• _Texto para leitura_

··········

Apontamos também nos princípios constitucionais que o cidadão, quando doente de qualquer tipo de patologia, tem o direito de ser atendido da melhor forma possível e, portanto, seria injusto "penalizá-lo" não o internando quando necessário pela falta do seu representante legal, sendo que muitas vezes, principalmente na nossa população carente, encontram-se em situação de abandono familiar, como no caso dos doentes mentais de rua, que mais uma vez seriam os mais prejudicados.
Entendemos que o médico assistente que interna o paciente de modo involuntário, em parte, tem o direito de exigir o representante legal; que as unidades encaminhadoras, assoladas pela pressão de demanda e que optaram pela internação involuntária, não deveriam medir esforços para localizar responsáveis e envolver os mesmos na assistência em geral (da internação ao seguimento) e obrigatoriamente se comunicar com os hospitais psiquiátricos a respeito das condições clínicas e legais, evitando-se susceptibilidades entre os profissionais. O médico está obrigado pelo Código de Ética Médica a empenhar-se para melhorar as condições de saúde e os padrões dos serviços médicos e assumir sua responsabilidade em relação à saúde pública (Cap. 1, artigo 4º), bem como a manter com os demais profissionais relações baseadas no respeito mútuo, buscando sempre o interesse e o bem-estar do paciente (Cap. 1, artigo 18). Uma rede de assistência é comunicação entre seus membros, é orgânica, não existe rede no papel, e sim no relacionamento entre os trabalhadores da saúde mental.

··········

Dados de localização de pontos:
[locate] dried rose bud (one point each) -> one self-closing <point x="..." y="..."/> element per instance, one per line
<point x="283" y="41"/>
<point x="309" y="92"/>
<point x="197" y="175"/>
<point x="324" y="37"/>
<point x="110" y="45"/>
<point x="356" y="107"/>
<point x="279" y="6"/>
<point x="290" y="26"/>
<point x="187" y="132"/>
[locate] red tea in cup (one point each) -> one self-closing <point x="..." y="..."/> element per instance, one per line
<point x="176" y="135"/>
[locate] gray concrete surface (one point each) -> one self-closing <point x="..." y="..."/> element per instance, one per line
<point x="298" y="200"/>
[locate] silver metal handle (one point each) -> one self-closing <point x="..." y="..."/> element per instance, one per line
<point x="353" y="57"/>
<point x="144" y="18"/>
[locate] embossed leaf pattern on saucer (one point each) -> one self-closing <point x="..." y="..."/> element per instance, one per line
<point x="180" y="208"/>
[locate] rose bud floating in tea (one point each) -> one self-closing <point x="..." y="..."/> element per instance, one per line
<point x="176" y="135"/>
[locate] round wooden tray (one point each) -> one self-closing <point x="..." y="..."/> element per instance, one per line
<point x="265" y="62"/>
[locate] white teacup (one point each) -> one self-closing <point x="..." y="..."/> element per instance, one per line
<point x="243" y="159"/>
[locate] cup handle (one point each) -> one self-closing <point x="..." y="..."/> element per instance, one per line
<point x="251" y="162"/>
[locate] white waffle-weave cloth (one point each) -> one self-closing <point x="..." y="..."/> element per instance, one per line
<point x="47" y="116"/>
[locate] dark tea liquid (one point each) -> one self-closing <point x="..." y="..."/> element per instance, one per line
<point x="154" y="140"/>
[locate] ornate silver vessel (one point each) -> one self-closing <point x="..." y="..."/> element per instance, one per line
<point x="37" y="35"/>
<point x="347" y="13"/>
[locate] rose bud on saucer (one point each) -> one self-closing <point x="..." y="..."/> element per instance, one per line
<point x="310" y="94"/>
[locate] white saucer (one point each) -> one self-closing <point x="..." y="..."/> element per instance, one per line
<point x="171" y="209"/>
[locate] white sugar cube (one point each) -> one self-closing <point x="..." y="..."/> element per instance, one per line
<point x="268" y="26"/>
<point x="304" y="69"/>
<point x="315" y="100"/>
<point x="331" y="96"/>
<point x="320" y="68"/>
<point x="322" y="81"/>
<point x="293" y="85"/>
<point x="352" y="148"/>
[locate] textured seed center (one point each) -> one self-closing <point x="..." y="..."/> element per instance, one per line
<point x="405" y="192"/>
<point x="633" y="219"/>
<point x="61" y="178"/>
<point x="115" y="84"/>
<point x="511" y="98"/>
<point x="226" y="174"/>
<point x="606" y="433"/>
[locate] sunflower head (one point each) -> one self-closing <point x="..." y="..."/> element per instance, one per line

··········

• _Requisitos das tarefas_
A – Enumere todas as obrigações do médico que, segundo o texto sobre internação psiquiátrica involuntária, decorrem do Código de Ética Médica.
B – Escreva a continuação do texto sobre internação psiquiátrica involuntária, começando logo após a última frase.
Os itens não têm nenhum papel nesta atividade.

• _Respostas por tarefa_
A –
- Empenhar-se para melhorar as condições de saúde e os padrões dos serviços médicos (Cap. 1, artigo 4º).
- Assumir sua responsabilidade em relação à saúde pública (Cap. 1, artigo 4º).
- Manter com os demais profissionais relações baseadas no respeito mútuo, buscando sempre o interesse e o bem-estar do paciente (Cap. 1, artigo 18).

B –
Enfatizamos que é da total responsabilidade do médico que está examinando um paciente a decisão pela internação, e que, muitas vezes, no caso de pacientes psicóticos, persiste a situação de emergência. A não observância destes preceitos pode configurar-se negligência médica. O procedimento estereotipado de não internar psicóticos por não estarem acompanhados é, ao nosso entendimento, uma conduta temerária.
Este é o nosso parecer, s.m.j.
Conselheira Kátia Burle dos Santos Guimarães
APROVADO NA REUNIÃO DA CÂMARA TÉCNICA DE PSIQUIATRIA, REALIZADA EM 21.10.2016.
APROVADO NA REUNIÃO DA CÂMARA TÉCNICA INTERDISCIPLINAR DE BIOOÉTICA, REALIZADA EM 12.01.2017.
APROVADO NA REUNIÃO DA CÂMARA DE CONSULTAS, REALIZADA EM 24.03.2017.
HOMOLOGADO NA 4.772ª REUNIÃO PLENÁRIA, REALIZADA EM 04.04.2017.